[START OF Available records]
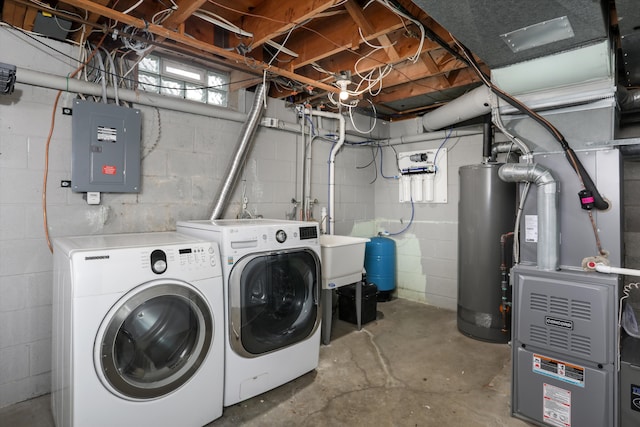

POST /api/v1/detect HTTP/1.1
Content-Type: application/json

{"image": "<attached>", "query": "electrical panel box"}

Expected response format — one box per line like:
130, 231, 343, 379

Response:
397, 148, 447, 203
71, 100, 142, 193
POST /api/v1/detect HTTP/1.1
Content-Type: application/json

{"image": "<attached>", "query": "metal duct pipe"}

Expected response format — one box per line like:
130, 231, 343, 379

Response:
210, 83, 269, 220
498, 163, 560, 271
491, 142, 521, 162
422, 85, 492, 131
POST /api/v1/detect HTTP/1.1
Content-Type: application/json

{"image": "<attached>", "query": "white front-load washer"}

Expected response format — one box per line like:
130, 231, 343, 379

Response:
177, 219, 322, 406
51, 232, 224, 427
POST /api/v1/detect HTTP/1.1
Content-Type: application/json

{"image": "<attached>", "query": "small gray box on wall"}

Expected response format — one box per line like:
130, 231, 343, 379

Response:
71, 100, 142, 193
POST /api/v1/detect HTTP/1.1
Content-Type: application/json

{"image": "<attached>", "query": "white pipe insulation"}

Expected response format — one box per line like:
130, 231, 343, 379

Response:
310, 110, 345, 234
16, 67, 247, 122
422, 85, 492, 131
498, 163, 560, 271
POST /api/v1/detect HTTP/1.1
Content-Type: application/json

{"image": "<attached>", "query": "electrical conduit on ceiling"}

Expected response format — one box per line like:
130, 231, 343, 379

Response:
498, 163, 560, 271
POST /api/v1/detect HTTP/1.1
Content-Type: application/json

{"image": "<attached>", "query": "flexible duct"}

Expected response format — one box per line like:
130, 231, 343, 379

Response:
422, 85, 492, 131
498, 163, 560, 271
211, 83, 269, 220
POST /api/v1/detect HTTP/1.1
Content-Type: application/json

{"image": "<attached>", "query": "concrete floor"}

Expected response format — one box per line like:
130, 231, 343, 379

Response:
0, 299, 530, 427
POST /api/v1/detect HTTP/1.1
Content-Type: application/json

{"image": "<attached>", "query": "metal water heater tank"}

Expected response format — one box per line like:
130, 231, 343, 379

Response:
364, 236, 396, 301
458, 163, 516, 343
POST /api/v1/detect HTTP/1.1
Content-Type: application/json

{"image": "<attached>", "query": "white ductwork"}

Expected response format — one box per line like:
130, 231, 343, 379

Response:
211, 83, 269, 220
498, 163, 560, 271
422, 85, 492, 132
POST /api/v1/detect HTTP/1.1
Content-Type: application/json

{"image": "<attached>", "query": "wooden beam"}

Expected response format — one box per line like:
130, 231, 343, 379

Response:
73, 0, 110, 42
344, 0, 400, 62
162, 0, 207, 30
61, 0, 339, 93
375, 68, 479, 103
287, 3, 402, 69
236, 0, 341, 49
[END OF Available records]
[START OF Available records]
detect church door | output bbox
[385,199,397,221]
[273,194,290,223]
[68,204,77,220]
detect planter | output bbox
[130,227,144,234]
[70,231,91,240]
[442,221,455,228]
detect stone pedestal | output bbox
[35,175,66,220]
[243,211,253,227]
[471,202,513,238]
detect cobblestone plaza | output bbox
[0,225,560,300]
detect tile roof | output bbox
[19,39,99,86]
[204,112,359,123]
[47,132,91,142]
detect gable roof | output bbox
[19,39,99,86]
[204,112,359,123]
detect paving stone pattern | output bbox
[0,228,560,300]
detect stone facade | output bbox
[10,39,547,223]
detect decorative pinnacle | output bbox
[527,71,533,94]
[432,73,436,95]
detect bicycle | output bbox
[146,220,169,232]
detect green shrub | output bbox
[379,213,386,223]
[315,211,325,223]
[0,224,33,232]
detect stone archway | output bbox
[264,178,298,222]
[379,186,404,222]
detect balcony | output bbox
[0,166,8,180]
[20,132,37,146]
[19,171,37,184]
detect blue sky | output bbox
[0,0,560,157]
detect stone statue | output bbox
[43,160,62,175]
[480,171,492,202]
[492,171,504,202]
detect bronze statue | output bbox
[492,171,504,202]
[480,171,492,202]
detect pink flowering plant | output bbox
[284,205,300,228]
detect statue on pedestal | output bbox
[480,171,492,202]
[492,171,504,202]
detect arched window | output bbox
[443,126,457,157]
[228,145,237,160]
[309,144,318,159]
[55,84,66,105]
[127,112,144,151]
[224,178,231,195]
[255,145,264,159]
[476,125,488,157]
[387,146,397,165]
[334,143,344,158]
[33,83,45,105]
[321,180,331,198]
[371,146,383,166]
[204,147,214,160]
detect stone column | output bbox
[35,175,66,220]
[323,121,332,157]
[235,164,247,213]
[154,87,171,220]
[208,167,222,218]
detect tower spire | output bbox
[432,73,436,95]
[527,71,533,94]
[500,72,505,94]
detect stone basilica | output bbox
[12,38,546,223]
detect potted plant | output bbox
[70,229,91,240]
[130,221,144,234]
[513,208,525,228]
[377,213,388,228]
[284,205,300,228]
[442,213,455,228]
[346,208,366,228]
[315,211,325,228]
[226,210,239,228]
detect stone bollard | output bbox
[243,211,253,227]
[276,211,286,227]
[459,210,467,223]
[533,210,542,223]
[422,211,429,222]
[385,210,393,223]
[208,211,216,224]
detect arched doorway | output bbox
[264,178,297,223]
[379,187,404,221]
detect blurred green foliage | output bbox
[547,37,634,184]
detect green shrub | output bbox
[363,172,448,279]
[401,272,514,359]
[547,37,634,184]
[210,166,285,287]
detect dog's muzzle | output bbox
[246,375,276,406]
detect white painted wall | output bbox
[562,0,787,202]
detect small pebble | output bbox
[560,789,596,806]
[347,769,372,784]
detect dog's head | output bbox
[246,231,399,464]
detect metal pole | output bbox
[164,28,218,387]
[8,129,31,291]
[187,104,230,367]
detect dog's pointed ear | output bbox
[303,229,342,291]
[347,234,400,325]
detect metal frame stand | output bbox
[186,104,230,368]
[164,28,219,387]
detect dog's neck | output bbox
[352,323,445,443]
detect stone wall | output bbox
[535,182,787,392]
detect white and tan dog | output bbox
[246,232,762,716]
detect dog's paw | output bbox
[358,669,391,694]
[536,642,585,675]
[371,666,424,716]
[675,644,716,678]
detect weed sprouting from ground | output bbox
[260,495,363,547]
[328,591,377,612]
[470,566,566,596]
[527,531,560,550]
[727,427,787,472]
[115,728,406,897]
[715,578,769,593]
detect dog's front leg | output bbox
[END OF Available records]
Can you return the lines of the records above without any change, starting at the line that has "detect stone column | output bbox" and stopping after the line that has "[208,211,216,224]"?

The output:
detect stone column | output bbox
[35,175,66,220]
[323,121,332,157]
[235,164,247,213]
[154,87,171,220]
[208,167,222,218]
detect tower spire | output bbox
[432,73,436,95]
[527,71,533,94]
[500,72,505,94]
detect stone basilica | output bbox
[12,38,546,223]
detect potted plant | output bbox
[70,229,91,240]
[130,221,144,234]
[513,208,525,228]
[377,213,388,228]
[284,205,300,228]
[442,213,455,228]
[346,208,366,228]
[315,211,325,228]
[226,210,239,228]
detect stone bollard | output bbox
[243,211,253,227]
[276,211,286,227]
[459,210,467,223]
[533,210,542,223]
[422,211,429,222]
[385,210,393,223]
[208,211,216,224]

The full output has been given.